**REQUEST**
Copy the rows below without any changes, starting at the top of the rows and ending after the line that contains "Give the mask of every instance of the spoked". Leave the pictures out of your answer.
-- BEGIN INFORMATION GIVEN --
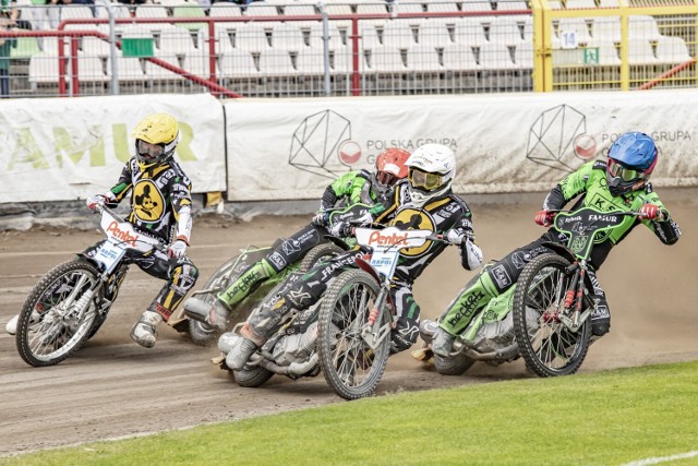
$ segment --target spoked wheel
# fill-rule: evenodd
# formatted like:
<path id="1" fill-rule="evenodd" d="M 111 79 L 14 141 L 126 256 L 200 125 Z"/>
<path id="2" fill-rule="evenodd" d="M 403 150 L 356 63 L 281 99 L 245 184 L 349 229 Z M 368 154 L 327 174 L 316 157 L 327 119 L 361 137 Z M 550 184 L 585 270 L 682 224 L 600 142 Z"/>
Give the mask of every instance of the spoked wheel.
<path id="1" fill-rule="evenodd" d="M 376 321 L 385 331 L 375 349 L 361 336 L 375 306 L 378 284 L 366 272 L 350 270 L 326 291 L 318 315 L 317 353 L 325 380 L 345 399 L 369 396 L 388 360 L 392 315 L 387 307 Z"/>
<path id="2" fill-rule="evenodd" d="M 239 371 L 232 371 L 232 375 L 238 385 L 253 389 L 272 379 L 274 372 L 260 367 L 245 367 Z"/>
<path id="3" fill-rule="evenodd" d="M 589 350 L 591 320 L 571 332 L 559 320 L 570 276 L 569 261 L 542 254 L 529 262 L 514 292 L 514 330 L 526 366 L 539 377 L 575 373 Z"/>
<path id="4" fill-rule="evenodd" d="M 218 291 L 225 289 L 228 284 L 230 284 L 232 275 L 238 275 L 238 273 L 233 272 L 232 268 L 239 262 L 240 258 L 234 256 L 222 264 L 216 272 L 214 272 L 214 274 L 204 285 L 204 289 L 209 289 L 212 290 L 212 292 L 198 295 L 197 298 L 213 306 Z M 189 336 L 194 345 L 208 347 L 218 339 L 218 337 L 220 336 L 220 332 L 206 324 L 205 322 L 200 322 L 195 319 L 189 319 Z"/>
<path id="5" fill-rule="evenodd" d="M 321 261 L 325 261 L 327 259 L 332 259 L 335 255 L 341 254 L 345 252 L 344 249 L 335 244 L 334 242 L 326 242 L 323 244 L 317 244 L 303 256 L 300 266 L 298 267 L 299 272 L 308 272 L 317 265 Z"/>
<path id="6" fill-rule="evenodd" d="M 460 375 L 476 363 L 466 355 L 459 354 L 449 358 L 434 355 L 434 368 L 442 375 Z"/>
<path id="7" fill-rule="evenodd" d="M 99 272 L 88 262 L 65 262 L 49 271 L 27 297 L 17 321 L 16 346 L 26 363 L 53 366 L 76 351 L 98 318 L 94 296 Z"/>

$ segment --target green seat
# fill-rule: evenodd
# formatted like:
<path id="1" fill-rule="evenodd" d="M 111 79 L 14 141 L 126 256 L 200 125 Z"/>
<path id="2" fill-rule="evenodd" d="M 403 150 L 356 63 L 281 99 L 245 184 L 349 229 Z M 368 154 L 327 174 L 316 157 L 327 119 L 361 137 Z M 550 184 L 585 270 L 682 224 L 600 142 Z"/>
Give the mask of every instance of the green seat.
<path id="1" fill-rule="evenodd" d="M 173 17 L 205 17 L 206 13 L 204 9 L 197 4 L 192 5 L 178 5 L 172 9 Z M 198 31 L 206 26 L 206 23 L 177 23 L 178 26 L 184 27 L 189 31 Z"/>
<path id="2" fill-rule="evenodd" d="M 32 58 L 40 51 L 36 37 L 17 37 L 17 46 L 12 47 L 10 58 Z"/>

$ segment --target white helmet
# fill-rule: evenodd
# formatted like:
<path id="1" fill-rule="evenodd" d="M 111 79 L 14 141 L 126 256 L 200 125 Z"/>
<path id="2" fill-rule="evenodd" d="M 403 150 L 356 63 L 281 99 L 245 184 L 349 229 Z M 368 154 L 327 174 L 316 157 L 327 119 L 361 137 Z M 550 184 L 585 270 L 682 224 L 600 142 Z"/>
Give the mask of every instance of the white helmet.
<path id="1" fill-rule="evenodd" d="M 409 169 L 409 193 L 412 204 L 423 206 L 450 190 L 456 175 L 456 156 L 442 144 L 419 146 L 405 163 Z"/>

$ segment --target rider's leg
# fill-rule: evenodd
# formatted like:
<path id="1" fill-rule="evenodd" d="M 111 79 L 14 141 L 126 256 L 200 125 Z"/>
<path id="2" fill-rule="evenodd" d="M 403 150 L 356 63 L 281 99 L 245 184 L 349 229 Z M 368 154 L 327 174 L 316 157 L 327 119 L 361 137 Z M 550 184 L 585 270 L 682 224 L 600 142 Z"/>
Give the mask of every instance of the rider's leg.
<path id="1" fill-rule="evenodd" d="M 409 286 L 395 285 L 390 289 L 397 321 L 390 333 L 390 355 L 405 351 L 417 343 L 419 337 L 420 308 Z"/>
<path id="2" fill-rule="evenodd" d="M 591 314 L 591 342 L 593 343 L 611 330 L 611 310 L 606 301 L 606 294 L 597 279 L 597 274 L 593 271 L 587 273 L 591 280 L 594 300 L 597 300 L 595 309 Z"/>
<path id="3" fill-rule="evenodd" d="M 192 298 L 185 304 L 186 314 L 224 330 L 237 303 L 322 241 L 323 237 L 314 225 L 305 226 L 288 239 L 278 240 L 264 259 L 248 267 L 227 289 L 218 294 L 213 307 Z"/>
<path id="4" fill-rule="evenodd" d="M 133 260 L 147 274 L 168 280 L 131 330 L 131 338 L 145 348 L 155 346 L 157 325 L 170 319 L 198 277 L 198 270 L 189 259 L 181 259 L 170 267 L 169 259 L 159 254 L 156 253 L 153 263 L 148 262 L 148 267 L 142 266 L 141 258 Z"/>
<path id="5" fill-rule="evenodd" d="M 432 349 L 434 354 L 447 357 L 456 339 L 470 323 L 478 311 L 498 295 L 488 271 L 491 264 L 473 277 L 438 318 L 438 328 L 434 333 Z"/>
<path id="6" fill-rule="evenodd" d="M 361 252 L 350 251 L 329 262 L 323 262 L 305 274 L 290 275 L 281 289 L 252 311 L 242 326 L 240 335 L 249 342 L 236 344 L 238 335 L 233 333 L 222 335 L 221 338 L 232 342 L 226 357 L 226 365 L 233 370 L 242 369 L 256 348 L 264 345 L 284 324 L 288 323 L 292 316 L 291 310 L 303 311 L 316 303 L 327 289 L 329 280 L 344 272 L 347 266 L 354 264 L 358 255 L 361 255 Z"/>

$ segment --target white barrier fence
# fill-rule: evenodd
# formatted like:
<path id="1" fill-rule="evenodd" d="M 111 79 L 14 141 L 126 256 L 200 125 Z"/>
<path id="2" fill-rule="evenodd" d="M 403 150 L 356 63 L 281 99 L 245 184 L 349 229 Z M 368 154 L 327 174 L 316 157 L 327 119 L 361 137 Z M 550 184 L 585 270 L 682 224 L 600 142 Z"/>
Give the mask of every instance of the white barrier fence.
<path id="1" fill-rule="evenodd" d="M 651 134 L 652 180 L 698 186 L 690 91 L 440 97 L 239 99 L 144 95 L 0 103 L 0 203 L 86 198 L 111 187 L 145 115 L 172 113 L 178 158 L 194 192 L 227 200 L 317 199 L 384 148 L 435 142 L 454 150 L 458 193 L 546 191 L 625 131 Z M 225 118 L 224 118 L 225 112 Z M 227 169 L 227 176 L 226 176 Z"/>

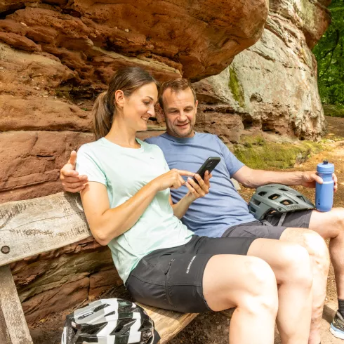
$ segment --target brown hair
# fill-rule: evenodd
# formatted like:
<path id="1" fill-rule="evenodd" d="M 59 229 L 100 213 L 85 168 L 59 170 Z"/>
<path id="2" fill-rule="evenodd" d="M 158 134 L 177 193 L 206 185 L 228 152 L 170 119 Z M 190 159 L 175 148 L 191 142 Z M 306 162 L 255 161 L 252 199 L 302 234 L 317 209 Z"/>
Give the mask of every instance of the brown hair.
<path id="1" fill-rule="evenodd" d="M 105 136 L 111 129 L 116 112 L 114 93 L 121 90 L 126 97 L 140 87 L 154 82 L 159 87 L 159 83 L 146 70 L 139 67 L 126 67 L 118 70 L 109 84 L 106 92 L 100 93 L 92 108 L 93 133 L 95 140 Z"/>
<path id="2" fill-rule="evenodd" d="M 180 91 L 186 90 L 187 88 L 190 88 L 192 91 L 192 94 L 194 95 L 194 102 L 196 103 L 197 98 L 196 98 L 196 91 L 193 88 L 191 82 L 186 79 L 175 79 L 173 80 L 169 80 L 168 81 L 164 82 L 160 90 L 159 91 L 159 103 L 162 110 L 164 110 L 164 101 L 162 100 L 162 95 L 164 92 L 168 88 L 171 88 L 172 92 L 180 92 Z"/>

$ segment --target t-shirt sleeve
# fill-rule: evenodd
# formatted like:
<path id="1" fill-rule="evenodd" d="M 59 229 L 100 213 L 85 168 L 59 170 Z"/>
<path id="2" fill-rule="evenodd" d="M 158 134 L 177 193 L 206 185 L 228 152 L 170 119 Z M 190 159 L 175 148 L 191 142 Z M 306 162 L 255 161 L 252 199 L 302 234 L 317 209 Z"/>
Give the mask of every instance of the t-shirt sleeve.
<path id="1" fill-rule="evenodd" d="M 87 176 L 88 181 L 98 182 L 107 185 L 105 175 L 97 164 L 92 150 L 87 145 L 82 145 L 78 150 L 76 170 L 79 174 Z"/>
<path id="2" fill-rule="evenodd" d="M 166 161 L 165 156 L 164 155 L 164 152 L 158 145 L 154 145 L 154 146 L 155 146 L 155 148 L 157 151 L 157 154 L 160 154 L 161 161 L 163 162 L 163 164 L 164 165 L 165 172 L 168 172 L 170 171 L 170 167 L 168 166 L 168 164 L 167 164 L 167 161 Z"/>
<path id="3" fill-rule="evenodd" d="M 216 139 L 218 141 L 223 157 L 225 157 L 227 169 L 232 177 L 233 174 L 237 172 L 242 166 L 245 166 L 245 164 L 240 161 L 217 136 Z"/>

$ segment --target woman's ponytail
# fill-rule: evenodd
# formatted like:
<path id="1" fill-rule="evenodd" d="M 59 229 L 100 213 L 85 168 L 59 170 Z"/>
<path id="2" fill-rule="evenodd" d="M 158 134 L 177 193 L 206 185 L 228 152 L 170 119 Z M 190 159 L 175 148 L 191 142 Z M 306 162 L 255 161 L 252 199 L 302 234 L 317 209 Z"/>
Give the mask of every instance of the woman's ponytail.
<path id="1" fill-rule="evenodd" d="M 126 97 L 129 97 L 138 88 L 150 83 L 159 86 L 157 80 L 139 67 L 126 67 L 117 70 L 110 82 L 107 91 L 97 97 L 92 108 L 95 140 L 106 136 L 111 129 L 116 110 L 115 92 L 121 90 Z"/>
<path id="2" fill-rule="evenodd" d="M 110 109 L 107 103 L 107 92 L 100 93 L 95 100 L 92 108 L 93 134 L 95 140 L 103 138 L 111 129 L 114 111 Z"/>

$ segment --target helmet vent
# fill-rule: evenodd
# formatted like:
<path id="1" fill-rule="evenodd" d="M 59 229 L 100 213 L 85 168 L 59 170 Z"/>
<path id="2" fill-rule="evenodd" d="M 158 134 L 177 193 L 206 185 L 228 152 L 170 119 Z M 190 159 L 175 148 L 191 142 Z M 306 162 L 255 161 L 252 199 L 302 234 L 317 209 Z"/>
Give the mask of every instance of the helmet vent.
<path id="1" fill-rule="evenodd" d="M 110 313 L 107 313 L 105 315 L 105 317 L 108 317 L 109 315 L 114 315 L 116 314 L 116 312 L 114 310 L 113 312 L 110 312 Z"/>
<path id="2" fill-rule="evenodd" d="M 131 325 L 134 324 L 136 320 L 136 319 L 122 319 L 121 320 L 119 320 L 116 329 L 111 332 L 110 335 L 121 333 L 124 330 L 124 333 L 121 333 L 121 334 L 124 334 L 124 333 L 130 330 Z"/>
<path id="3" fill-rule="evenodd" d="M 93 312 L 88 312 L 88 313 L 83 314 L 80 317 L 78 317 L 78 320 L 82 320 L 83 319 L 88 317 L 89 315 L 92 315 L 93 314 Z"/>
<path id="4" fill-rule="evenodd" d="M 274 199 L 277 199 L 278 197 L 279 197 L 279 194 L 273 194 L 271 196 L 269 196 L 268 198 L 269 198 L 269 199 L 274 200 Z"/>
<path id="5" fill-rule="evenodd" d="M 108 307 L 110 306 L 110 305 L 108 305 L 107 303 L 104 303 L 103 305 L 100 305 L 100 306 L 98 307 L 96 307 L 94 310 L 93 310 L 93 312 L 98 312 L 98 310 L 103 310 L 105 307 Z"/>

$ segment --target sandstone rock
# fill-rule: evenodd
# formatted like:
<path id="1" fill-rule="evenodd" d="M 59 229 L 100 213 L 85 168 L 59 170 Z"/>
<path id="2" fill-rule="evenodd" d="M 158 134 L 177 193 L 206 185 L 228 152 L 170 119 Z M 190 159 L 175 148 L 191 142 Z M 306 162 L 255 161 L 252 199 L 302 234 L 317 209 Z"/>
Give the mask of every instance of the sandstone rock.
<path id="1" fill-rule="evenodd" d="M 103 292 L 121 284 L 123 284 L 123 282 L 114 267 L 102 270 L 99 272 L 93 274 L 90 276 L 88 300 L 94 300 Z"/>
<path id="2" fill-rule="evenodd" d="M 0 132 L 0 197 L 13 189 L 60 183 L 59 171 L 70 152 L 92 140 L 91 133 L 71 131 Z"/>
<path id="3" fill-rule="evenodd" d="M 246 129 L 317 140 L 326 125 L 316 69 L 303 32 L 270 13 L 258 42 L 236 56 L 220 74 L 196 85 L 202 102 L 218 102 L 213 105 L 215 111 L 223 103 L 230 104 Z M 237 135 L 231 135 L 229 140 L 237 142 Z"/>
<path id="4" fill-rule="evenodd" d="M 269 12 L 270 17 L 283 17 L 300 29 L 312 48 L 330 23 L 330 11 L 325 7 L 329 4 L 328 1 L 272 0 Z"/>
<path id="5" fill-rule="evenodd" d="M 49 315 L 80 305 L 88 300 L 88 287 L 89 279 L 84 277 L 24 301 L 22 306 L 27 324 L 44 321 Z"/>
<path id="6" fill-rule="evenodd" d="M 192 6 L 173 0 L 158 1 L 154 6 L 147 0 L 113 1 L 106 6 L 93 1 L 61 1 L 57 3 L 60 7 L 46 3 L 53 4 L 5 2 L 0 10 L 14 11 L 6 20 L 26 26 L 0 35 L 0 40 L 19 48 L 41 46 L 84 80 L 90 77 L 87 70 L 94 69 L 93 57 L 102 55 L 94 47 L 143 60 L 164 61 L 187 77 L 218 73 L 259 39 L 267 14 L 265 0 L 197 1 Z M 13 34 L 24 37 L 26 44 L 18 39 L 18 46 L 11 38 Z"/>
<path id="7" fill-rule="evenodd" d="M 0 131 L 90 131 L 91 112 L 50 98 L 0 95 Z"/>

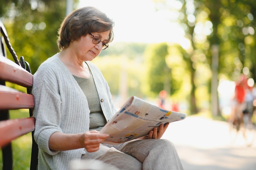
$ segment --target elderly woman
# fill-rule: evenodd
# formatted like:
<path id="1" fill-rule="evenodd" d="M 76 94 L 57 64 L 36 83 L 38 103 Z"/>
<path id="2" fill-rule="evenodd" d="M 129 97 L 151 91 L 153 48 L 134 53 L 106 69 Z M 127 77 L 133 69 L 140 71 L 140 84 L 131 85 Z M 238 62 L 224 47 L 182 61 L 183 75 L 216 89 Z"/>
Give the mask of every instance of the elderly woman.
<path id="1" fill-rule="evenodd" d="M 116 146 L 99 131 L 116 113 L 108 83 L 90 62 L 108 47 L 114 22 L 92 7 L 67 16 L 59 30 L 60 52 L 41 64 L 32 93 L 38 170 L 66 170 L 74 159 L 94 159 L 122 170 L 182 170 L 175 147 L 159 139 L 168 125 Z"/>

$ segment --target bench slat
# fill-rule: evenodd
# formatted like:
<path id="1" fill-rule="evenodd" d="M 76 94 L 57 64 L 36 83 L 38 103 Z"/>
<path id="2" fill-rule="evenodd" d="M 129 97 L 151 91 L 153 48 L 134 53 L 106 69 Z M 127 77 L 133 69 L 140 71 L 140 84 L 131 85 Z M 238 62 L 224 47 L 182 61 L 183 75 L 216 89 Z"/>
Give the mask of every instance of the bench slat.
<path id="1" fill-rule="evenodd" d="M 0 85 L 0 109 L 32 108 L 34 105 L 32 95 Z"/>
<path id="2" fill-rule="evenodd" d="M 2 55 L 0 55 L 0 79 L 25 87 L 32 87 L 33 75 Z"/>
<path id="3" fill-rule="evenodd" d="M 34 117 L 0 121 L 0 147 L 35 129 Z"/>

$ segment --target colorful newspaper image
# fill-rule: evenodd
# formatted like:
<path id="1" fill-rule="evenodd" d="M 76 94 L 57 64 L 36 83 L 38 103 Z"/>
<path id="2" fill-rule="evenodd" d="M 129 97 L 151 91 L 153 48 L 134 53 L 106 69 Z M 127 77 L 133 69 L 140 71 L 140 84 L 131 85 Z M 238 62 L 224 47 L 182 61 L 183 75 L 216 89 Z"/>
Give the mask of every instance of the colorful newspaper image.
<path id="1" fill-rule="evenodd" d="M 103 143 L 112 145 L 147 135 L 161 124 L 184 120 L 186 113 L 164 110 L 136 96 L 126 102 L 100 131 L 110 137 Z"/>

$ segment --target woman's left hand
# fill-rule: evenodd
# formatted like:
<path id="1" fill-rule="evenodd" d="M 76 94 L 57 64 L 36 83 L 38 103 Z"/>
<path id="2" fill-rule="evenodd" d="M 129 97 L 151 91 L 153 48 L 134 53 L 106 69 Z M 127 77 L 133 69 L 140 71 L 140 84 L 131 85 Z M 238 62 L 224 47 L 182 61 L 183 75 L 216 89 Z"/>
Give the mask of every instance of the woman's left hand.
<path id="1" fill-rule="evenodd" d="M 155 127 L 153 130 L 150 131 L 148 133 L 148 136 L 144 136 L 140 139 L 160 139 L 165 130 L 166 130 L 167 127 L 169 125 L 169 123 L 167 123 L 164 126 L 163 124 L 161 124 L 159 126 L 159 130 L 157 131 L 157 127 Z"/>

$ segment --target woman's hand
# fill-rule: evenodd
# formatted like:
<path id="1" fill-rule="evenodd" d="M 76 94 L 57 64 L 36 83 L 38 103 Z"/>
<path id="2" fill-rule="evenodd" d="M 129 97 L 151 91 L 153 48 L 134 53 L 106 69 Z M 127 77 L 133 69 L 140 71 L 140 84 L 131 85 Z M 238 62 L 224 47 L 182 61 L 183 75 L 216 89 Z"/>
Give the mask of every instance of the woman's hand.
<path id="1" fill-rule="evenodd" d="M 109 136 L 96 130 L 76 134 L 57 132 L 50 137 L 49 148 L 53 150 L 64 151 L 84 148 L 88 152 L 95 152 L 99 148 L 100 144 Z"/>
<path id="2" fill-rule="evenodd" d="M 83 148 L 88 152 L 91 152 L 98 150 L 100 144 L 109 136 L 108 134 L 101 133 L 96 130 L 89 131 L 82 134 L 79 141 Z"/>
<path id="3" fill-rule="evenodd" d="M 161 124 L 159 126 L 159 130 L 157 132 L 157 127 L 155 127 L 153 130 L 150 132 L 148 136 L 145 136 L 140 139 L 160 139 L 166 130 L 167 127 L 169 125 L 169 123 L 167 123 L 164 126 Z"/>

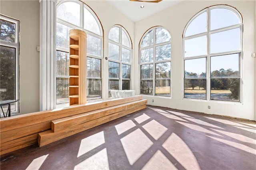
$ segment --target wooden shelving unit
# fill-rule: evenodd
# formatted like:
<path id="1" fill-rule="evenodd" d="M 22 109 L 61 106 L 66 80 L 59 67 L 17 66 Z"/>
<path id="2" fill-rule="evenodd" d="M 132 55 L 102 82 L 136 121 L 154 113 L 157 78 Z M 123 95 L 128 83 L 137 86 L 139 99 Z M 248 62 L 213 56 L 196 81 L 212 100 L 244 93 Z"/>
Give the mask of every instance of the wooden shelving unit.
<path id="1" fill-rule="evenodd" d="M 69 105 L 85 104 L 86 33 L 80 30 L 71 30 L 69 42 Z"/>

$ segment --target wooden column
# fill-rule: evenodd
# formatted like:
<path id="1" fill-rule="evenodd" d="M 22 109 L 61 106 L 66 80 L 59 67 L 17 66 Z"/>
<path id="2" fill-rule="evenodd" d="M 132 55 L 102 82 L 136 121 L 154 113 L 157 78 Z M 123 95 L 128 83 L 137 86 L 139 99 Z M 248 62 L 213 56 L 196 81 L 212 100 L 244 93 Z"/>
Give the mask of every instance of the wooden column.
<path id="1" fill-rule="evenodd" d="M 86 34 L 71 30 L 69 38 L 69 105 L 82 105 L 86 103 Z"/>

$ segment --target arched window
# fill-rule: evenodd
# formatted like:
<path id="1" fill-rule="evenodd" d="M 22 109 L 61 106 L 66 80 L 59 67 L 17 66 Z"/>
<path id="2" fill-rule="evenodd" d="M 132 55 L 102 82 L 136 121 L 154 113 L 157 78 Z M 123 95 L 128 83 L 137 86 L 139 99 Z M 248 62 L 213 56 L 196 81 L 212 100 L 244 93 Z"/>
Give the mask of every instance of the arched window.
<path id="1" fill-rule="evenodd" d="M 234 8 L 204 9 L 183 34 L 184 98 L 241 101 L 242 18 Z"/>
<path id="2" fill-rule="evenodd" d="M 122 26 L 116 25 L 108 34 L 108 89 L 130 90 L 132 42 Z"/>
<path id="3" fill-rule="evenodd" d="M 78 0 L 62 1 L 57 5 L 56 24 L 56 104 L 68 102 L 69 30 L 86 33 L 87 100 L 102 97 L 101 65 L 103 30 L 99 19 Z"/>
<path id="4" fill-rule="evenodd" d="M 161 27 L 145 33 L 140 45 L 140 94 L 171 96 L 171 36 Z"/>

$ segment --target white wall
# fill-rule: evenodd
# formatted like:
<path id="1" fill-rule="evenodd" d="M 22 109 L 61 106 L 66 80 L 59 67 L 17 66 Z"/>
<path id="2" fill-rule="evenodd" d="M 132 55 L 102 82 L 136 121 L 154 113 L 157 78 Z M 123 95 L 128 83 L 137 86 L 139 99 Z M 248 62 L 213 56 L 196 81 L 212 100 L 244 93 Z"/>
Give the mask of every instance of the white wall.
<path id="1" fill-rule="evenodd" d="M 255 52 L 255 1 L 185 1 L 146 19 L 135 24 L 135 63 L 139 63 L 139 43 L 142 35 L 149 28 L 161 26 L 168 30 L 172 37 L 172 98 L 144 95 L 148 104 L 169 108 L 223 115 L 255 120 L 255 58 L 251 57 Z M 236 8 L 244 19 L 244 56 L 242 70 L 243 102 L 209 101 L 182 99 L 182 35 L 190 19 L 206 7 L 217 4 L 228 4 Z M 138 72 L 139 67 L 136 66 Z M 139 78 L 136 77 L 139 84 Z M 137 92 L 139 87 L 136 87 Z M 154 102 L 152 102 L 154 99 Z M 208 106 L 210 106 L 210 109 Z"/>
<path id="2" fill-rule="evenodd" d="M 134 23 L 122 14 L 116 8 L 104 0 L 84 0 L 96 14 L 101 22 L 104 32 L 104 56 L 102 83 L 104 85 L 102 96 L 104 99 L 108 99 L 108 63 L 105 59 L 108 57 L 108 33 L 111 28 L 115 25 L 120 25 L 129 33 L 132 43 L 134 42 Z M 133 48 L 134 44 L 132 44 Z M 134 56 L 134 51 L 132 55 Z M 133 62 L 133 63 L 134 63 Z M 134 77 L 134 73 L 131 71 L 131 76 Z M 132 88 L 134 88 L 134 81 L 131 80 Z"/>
-- END INFORMATION GIVEN --
**COMPLETED TASK**
$ segment --target spoked wheel
# fill-rule: evenodd
# formatted like:
<path id="1" fill-rule="evenodd" d="M 111 79 L 14 141 L 126 256 L 200 125 Z"/>
<path id="2" fill-rule="evenodd" d="M 403 150 L 356 63 L 281 99 L 245 184 L 349 229 Z M 368 154 L 327 174 L 316 157 L 327 119 L 361 137 Z M 550 184 L 585 270 L 682 224 L 600 142 Z"/>
Give the mask of every instance of the spoked wheel.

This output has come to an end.